◆ GIVEN EXERCISE:
Copy out each of the lines below verbatim.

Records of labeled points
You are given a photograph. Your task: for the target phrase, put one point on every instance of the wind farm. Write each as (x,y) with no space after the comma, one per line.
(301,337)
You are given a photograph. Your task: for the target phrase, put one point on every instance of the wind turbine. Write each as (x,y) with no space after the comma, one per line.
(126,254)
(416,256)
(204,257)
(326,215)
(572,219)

◆ OUTPUT BELOW:
You are given a photograph. Your task: for the target phrase, put one point on every instance of the wind farm. Write each as (x,y) with no space after the comma, one per line.
(301,337)
You are given a photograph. Your task: for the target phrase, put one point on every instance of the wind turbine. Write each as (x,y) with no space after the comma, one per line.
(126,254)
(416,256)
(204,257)
(326,215)
(572,219)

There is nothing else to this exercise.